Texto para revisar =>
# # # #
De niño, no le tenía miedo a casi nada. Con los años cambié. Recuerdo hace uno año, la última conversación con mi padre que falleció de Covid, fue la más dura, tuve mucho miedo. Lo llamé ya que no podía verlo porque yo terminaba de salir de la enfermedad. Sabía que era la última porque entraría a UCI en unas horas. Tuve que tragarme el miedo y decirle que ahora hablaríamos mucho más, pero en otro formato, mirando al cielo. De esa conversación nació una profunda reflexión personal que comparto ahora.
Al llamarlo, escuché (y sentí) a una persona que sabía bien el desenlace, era médico, pero lejos de tener miedo, tenía esperanza y paz, patrimonio exclusivo de los que saben que han hecho a la perfección su deber. Amar, ayudar, pensar, decidir, luchar, reír, abrazar, perdonar, escuchar, creer, hacer, fueron sus mejores compañeros de camino.
Me puse en su lugar y pensé si yo tendría la misma paz. Pero no, tendría aun muchas tareas pendientes. ¿Le dediqué la calidad y cantidad de tiempo a lo que me hacía más feliz? ¿Sopesé bien las decisiones más importantes de mi vida? ¿Tenía algún mecanismo interno para darme cuenta lo que hacía mal y un plan concreto para mejorarlo? ¿Luché más por conseguir el país que quería? ¿Fui capaz de dar todo lo que estoy llamado a dar?
Salvo algún irresponsable que sólo piensa después de haber actuado, los demás lamentamos aquello que no hemos hecho. No esperes llegar al precipicio para arrepentirte de las cosas que pudiste cambiar: “Si hubiese cambiado de carrera a tiempo, si hubiese dejado ese trabajo antes, si hubiese callado en aquella discusión, si hubiese amado de verdad, si hubiese ido contracorriente y hubiese defendido mis valores… La cantidad de lamentos puede ser tan grande y tan fuerte que arrase con todo. No importa, es un buen momento para darte cuenta que siempre estamos a tiempo de cambiar, sino, se te irá la vida deseando otra. El cambio siempre genera ilusión, sin ésta, la vida se convierte en una terrible obligación.
# # # #
Datos sin procesar =>
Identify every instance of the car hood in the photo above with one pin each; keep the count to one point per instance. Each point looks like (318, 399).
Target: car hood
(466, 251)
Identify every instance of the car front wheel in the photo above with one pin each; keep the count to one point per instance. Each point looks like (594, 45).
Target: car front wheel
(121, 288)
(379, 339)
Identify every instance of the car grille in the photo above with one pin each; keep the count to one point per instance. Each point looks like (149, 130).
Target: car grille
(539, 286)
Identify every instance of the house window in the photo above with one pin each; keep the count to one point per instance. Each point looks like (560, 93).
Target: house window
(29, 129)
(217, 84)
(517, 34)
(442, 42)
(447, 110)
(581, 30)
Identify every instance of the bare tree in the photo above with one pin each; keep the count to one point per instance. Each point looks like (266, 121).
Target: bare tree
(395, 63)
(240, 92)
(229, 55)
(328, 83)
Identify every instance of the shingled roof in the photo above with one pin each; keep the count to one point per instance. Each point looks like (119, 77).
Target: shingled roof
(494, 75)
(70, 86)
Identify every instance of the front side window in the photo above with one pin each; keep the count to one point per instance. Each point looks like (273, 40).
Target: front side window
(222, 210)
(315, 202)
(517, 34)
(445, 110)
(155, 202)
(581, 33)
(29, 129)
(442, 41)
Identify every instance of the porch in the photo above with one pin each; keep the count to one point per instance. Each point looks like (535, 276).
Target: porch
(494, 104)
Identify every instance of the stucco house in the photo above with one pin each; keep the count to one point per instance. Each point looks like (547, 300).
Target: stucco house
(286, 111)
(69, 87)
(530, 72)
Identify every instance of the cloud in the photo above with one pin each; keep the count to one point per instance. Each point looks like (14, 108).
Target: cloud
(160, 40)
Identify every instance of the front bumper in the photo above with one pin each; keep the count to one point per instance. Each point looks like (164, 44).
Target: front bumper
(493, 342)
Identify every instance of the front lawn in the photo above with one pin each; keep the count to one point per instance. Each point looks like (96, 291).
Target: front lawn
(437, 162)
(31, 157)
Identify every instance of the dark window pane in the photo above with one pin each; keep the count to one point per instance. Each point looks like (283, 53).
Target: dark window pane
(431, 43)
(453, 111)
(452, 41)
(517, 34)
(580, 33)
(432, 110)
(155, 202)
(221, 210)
# # # #
Tu tarea => Actualiza el fragmento del texto que empieza con las palabras "Al llamarlo, escuché" y termina con "compañeros de camino.", escribiéndolo de nuevo con "doctor" en lugar de "médico".

Respuesta escrita =>
Al llamarlo, escuché (y sentí) a una persona que sabía bien el desenlace, era doctor, pero lejos de tener miedo, tenía esperanza y paz, patrimonio exclusivo de los que saben que han hecho a la perfección su deber. Amar, ayudar, pensar, decidir, luchar, reír, abrazar, perdonar, escuchar, creer, hacer, fueron sus mejores compañeros de camino.